◆ Instruction ◆
Continue the front frame brace write-up, starting right after its last sentence.

In this third of fourth segment, it’s time to create & install the front frame brace, so we can replace the OEM front bumper and mount on the new lightweight front fiberglass unit.

(because not only is it lighter, but we think the FG bumper looks cool)

Once you remove your metal factory bumper, you lose some of the rigidity that it created (for the frame), so adding a brace like this restores some of that rigidity.
(not to mention the safety factor of losing the steel bumper in case of front impact)

The short story:

We’re starting off with the same type of GNS brackets that we used on the rear.
They weren’t really made for the front, but it’s not real hard to convert them to be able to do so.
You have to acquire some plate steel & have them bent, then weld them onto the brackets.
After that, it’s pretty much add a crossbar, weld it on, paint (or powdercoat) and install.


You can get the brackets & crossbar HERE:


The long story:

(a lot of description and steps, be sure to read this story in its entirety, including the notes below, BEFORE you start to make this unit!)

The factory front frame ends are different than the rear frame ends.
The rear brackets, drivers side has the 2 holes on top; passenger has the 2 holes on bottom.

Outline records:
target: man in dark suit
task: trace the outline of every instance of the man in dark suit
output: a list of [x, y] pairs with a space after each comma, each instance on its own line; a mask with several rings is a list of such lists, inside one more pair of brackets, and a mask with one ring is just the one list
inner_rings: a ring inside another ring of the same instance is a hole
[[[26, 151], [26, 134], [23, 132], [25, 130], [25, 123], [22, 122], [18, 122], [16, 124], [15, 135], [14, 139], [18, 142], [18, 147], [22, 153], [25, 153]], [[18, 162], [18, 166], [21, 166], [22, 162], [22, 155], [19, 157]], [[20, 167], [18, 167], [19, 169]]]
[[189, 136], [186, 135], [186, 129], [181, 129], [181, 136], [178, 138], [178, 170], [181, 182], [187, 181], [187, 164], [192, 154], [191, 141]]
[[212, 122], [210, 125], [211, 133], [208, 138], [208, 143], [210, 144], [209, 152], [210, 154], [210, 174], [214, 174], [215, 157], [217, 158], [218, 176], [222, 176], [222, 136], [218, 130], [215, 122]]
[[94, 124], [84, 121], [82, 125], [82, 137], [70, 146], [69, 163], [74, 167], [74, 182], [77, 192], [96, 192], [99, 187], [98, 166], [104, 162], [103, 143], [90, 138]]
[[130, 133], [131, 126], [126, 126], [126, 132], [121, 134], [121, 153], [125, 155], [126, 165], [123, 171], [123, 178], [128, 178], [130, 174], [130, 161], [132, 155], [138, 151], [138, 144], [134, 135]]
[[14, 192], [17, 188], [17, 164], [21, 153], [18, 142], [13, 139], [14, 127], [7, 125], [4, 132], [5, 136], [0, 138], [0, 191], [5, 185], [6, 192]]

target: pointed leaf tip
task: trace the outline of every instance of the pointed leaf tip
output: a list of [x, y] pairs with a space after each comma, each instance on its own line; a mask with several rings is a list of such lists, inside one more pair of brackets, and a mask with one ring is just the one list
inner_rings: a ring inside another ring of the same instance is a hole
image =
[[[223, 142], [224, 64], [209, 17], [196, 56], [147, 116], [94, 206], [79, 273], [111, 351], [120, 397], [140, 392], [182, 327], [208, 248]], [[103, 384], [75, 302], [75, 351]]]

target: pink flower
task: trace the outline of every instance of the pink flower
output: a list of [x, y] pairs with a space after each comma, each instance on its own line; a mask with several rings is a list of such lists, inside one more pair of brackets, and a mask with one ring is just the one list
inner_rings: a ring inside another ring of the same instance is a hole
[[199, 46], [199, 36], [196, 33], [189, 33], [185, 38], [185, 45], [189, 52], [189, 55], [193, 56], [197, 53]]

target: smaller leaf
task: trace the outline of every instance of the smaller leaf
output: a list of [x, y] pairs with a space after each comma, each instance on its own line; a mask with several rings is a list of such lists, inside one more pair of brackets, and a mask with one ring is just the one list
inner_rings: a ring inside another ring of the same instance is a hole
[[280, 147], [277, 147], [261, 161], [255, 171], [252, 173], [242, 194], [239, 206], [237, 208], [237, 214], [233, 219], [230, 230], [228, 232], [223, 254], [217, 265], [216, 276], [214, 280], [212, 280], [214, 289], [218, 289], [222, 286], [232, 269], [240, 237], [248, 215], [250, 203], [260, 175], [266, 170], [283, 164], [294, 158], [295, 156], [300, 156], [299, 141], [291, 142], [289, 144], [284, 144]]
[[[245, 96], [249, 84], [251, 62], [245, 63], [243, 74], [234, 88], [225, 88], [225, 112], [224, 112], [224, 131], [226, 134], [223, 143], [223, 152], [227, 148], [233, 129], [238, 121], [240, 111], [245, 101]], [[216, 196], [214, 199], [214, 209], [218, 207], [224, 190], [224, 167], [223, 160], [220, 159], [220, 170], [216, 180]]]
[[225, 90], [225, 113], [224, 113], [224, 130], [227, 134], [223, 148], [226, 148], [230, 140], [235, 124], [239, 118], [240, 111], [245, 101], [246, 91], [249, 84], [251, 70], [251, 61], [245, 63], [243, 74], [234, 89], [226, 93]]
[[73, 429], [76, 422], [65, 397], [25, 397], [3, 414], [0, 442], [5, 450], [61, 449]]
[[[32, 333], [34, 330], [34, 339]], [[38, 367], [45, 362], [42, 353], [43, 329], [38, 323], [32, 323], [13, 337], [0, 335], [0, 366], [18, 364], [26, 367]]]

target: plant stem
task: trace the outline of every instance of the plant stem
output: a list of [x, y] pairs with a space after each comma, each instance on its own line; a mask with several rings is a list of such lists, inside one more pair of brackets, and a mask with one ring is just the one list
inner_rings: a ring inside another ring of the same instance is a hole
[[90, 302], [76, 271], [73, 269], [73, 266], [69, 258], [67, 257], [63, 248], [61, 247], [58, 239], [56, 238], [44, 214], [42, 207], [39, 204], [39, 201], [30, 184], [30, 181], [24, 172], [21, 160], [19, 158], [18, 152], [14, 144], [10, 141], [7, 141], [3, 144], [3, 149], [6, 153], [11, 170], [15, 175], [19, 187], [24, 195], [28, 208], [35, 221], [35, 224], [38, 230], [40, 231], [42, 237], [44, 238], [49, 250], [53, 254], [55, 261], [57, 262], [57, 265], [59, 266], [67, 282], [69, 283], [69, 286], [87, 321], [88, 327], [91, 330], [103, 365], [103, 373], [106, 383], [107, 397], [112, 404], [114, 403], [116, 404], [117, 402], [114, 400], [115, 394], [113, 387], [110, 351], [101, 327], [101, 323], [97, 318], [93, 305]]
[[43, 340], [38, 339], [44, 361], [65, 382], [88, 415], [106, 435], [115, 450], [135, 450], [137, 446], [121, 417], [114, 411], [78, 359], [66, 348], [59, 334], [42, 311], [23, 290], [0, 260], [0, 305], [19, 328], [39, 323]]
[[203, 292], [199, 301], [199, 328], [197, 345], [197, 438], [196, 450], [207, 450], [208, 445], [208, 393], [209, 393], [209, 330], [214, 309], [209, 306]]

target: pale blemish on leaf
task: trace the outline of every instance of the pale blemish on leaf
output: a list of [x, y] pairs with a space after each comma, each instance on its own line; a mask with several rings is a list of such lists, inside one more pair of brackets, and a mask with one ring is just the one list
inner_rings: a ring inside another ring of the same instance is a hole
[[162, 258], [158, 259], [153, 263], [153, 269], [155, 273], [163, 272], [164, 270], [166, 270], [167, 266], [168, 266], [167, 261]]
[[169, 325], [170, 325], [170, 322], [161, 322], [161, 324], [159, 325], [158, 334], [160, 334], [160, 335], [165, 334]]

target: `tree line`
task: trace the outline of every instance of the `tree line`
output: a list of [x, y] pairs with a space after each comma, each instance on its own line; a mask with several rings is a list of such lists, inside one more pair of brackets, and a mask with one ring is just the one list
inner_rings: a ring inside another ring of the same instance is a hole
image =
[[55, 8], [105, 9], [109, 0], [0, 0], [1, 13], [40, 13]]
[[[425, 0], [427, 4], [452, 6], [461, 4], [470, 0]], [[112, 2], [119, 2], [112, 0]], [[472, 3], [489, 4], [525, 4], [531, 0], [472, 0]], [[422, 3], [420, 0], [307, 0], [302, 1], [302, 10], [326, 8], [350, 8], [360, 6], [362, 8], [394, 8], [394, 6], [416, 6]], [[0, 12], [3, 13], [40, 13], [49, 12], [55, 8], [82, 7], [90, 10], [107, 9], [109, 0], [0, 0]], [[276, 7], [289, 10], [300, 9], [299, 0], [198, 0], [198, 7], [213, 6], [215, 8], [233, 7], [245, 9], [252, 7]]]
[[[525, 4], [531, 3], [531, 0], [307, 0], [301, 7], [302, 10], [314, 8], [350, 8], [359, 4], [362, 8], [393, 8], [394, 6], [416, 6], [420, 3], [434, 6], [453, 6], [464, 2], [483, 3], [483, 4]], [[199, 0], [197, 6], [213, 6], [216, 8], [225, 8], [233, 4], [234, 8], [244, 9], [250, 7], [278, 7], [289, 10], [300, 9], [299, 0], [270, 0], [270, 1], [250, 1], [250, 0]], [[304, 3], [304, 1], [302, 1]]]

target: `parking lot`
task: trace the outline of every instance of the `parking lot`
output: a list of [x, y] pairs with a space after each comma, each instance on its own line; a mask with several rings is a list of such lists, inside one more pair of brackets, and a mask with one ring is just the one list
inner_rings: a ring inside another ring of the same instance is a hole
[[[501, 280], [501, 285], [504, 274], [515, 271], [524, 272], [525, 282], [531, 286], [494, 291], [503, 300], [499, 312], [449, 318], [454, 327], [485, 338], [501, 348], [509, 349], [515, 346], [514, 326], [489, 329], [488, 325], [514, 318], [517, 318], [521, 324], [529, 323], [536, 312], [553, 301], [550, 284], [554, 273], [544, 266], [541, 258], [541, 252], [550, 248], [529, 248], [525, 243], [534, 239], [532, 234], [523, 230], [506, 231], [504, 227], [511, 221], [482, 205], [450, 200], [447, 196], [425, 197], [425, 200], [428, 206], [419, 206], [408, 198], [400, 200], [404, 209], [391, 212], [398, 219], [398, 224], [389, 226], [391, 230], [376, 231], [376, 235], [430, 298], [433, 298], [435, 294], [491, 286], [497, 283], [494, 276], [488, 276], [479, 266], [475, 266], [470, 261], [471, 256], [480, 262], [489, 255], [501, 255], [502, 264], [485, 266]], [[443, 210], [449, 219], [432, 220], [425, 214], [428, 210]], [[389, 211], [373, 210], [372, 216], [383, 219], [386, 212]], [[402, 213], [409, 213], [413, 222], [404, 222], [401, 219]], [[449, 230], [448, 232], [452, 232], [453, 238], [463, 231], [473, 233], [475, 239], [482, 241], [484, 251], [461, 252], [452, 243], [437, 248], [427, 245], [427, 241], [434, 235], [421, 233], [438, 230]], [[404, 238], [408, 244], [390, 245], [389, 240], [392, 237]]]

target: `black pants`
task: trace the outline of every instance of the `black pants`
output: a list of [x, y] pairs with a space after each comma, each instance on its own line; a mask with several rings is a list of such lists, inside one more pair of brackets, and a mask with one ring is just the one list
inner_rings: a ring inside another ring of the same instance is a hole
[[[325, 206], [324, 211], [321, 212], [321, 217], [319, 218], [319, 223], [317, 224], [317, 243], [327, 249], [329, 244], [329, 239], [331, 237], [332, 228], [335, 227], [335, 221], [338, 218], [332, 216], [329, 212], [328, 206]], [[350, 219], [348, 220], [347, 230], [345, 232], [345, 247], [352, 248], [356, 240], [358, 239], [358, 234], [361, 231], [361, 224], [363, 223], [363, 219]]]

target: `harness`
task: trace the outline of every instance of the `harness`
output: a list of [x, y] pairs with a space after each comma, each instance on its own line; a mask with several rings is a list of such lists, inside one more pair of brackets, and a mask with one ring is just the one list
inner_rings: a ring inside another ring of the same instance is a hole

◆ Final result ◆
The front ones, the 2 holes are on top, on both sides of the Turbo Regal.

So that means you have to mount the drivers side bracket facing backwards (compared to how you mount the passenger side), and then figure out a way to bring the mounting surface of the bracket forward so you can attach a crossbar.

This particular Buick Grand National has a front mount intercooler on it, so modifications are needed on both of the brackets to make the cross bar fit.

Not only is the drivers side bracket flipped around (from how you would normally install the bracket on the frame end), but it needs an extended flat surface (coming out toward the nose of the G-body Regal), so that there is enough clearance in front of the FMIC so the crossbar will fit across the width of the G-body (without hitting anything).

The passenger side needs an extension forward as well, because of the FMIC.
We also needed to oval out all 3 holes on the brackets (about another bolt holes worth) in the direction of the middle of the Buick Regal, to get it to line up with the OEM frame end bolt holes.

[Note, if your Turbo Buick doesn’t have a FMIC, you will still need the extension piece on the drivers side (just not as much as we are using here), since the bracket is mounted in a flipped position, and you need that extension to be able to weld on the crossbar]

[Note: we show you in the below pics how the drivers side should be done if you DO NOT have a front mount intercooler. being as we have a BIG FMIC on this Buick Grand National, there isn’t really enough room to do it that way, so we added pics of both that way AND the way we ended up actually doing it]

You should still use 2- 6×6 plates (or 1- 6×12) like we use (further below), but here’s the basic idea of how to setup the brackets for use with NO Front Mount InterCooler.

Left side in pics is passenger side, right side is driver side.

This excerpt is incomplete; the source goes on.